Source document:
---

Music in the Mountain’s 15th annual Sierra Brewfest True brew
Beer drinkers take note! Here comes Music in the Mountain’s 15th annual Brewfest!
On Aug. 21 from 3-6:30 p.m. at the Nevada County Fairgrounds, Grass Valley, you can taste superb brews from more than 38 microbreweries and specialty distributors.
Beer vendors will be serving more than 90 different beers. Try everything from wheat lagers to amber ales to stouts.
The Cold Shot Band will be entertaining beer and music lovers with their lively ’60s, ’70s and ’80s music.
Popular food vendors will be serving sausages, barbecue, roasted corn, ice cream, wine, soft drinks and other treats.
Again this year attractive Sierra Brewfest hats and T-shirts will be for sale, along with raffle tickets to raise money for Music in the Mountains annual Young Musicians Competition. Last year the lucky winner won $500 on the spot!
A map with a matrix of the breweries by brew category (lagers, ales, stouts) will be available, so if you have a favorite type of brew you will know how to find it.
Here are two recipes from the Lake Tahoe Brewing Co., which humbly began making their ale under a porch at Donner Lake. Now housed in an old brew house that dates back to 1927, they are still owned and operated by the same group that designed the original product.

---

Extracted data:
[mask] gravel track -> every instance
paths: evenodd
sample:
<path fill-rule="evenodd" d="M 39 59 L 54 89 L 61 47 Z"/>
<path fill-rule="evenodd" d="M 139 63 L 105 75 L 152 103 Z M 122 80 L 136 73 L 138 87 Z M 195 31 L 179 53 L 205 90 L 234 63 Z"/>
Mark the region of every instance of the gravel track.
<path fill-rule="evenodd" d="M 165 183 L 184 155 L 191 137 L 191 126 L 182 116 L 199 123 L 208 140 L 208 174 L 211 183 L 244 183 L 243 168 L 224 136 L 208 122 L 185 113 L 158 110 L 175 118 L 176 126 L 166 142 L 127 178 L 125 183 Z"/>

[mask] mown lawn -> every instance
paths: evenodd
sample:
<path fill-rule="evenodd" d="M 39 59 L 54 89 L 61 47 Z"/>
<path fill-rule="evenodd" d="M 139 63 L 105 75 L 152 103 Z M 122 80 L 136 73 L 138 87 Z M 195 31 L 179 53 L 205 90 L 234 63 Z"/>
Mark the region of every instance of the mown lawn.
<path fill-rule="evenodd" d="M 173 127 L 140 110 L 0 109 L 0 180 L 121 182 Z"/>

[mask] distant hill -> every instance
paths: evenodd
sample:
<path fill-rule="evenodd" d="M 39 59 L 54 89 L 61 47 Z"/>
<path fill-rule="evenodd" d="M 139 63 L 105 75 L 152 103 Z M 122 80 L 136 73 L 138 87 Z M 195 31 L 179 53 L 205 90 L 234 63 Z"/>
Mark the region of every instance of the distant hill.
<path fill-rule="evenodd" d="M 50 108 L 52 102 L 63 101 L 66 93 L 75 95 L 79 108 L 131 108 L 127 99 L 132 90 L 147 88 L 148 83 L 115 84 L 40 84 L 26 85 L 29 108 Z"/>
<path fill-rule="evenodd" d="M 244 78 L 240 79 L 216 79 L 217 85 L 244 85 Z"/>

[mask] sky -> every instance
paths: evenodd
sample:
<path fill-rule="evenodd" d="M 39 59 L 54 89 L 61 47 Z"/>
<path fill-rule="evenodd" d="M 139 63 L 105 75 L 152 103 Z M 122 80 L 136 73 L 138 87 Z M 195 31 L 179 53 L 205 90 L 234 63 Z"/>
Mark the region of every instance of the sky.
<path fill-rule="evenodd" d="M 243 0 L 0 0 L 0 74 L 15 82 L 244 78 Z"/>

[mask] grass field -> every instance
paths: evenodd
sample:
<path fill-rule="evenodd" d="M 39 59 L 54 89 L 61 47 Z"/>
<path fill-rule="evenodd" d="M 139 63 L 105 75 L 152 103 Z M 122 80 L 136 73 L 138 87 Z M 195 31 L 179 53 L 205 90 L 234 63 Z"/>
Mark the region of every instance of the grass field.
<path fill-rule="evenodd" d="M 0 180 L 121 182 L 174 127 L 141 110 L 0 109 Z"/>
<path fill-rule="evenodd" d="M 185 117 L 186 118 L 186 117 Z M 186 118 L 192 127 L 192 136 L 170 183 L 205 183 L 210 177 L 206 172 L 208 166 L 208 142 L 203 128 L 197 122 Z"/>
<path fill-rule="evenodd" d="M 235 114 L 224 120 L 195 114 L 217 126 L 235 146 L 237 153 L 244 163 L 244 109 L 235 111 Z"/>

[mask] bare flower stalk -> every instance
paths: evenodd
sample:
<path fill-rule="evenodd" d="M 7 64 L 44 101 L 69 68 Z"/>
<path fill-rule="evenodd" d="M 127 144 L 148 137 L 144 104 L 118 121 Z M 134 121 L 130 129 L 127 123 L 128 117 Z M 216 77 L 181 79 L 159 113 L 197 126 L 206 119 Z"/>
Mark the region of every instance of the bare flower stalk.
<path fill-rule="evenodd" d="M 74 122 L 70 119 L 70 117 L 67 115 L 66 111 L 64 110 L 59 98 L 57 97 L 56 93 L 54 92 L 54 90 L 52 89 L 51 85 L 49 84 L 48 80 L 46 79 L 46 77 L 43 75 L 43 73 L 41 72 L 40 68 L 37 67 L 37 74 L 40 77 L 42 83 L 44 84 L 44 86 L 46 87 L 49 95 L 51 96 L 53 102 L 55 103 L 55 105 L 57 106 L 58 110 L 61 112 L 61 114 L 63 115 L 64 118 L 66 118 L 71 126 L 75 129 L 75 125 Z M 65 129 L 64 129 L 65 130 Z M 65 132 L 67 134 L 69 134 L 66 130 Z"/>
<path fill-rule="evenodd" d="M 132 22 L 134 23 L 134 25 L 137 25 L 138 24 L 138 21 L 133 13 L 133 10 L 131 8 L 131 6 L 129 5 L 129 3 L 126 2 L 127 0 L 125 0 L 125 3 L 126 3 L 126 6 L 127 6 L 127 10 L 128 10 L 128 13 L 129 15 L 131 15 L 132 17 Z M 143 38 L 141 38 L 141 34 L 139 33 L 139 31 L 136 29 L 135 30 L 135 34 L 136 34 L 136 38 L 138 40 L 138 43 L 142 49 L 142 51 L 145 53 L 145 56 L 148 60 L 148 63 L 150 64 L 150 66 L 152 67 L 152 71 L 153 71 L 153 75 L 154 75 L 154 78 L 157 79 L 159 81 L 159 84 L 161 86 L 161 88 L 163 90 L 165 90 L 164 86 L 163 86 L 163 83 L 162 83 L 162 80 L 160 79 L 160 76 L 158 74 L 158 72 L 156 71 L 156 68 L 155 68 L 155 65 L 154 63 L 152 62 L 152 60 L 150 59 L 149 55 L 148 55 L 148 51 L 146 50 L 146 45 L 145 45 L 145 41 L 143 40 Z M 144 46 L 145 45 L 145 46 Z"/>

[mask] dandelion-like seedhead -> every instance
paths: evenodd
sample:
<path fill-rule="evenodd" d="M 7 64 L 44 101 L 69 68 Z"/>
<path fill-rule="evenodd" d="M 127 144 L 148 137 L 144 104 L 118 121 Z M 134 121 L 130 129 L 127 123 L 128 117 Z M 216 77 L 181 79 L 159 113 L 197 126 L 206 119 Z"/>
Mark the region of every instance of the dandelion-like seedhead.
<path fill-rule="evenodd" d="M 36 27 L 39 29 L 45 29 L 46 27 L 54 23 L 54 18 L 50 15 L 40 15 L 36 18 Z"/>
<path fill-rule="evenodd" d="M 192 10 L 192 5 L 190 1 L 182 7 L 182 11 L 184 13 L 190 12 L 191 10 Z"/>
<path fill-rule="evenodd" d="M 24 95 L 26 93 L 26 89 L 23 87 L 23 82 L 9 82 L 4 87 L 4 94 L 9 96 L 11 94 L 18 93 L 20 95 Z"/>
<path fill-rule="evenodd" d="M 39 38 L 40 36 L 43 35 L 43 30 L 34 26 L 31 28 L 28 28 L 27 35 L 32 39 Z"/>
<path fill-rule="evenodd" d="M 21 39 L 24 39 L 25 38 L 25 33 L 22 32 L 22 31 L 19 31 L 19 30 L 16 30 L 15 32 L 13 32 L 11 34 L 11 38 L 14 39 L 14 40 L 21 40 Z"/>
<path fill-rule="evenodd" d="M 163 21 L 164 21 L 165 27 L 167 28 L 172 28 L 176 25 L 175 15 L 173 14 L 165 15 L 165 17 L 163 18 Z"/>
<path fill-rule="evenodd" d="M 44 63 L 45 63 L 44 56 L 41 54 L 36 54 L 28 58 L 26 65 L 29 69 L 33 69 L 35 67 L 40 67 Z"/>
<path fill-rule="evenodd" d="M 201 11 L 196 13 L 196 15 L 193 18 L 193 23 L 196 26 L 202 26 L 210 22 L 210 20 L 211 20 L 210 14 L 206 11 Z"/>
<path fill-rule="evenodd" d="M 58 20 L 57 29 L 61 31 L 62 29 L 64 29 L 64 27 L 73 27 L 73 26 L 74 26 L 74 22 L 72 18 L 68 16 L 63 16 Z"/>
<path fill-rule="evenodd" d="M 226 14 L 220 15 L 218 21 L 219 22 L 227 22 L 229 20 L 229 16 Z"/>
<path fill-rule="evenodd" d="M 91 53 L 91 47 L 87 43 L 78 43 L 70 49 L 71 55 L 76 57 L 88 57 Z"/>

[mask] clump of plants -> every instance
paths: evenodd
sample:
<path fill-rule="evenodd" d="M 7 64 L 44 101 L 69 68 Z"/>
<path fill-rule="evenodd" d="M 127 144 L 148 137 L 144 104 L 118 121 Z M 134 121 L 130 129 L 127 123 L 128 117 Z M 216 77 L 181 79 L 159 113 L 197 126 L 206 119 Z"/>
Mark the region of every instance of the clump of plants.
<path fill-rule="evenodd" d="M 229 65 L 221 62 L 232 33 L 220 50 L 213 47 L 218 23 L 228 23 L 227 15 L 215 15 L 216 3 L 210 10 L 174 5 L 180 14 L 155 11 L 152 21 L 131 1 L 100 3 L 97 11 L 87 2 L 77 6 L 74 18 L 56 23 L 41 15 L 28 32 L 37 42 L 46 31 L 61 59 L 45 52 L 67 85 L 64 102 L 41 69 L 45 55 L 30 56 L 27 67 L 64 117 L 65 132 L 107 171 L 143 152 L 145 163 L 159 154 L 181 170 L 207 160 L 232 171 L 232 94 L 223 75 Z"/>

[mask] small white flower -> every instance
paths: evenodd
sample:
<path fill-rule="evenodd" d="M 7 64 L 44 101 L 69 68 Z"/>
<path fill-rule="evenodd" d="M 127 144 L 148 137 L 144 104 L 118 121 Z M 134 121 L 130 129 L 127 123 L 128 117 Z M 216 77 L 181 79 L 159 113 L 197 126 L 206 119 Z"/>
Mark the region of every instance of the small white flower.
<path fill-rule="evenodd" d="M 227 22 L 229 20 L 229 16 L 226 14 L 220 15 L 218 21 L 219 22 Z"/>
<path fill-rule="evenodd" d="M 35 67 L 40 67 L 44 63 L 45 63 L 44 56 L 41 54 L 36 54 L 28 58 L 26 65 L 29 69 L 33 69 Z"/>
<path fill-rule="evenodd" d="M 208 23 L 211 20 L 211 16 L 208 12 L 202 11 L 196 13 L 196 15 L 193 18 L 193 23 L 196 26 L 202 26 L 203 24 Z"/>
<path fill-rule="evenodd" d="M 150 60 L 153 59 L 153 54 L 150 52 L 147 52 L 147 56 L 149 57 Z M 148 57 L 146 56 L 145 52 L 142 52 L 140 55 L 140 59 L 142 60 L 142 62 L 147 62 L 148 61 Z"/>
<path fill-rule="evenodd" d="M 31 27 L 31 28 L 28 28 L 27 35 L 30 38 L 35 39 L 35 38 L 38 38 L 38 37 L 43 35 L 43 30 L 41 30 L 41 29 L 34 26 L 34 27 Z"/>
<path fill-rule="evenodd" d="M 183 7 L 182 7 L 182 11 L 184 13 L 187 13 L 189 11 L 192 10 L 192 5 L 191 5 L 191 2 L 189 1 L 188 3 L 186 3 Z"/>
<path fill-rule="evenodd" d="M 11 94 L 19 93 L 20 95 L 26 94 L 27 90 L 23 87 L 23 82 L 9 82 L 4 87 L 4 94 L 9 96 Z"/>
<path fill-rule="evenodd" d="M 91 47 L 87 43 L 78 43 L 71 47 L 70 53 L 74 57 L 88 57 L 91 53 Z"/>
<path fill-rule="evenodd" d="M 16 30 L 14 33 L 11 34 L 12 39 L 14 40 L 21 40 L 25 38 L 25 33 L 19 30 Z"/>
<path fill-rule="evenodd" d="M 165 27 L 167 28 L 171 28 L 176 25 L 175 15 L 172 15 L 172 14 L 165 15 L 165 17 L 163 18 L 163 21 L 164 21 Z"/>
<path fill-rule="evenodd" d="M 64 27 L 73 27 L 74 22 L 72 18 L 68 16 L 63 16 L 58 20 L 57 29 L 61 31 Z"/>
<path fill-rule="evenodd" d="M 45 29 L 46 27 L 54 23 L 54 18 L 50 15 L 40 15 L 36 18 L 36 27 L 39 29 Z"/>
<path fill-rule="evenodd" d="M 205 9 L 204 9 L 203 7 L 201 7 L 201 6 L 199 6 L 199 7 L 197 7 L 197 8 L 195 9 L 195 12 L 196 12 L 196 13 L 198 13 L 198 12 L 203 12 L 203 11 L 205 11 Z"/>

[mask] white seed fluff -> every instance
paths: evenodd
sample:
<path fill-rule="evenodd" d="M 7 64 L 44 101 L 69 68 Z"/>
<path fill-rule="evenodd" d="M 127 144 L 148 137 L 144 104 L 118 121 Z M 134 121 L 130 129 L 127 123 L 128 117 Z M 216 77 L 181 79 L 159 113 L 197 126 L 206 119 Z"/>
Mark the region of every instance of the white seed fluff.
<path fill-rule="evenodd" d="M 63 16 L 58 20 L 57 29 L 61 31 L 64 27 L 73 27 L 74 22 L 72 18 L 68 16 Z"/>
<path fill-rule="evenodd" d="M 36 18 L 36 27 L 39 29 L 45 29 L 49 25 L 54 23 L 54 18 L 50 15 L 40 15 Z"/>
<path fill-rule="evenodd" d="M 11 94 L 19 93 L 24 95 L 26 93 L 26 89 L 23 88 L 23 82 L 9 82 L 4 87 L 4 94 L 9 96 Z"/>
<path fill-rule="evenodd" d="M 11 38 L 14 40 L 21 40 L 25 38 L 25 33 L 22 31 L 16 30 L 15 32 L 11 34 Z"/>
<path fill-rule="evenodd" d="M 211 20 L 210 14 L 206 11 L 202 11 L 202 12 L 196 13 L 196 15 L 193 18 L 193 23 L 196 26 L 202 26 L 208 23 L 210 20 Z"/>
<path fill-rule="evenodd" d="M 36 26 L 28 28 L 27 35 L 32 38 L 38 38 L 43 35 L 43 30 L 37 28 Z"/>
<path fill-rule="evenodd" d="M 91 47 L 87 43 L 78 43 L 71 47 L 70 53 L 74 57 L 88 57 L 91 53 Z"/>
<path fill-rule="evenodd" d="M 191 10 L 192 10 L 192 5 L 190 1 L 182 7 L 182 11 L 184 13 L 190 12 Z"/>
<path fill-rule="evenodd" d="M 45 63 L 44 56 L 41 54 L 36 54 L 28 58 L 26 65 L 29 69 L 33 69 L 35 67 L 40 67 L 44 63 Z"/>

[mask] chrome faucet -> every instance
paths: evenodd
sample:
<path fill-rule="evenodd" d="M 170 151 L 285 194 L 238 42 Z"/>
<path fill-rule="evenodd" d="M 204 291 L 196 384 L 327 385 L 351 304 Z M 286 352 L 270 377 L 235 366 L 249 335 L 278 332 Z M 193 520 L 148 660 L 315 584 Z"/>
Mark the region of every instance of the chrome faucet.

---

Short exercise:
Reproduce verbatim the stretch of the Brewfest article above from "A map with a" through "the original product.".

Solved exercise:
A map with a matrix of the breweries by brew category (lagers, ales, stouts) will be available, so if you have a favorite type of brew you will know how to find it.
Here are two recipes from the Lake Tahoe Brewing Co., which humbly began making their ale under a porch at Donner Lake. Now housed in an old brew house that dates back to 1927, they are still owned and operated by the same group that designed the original product.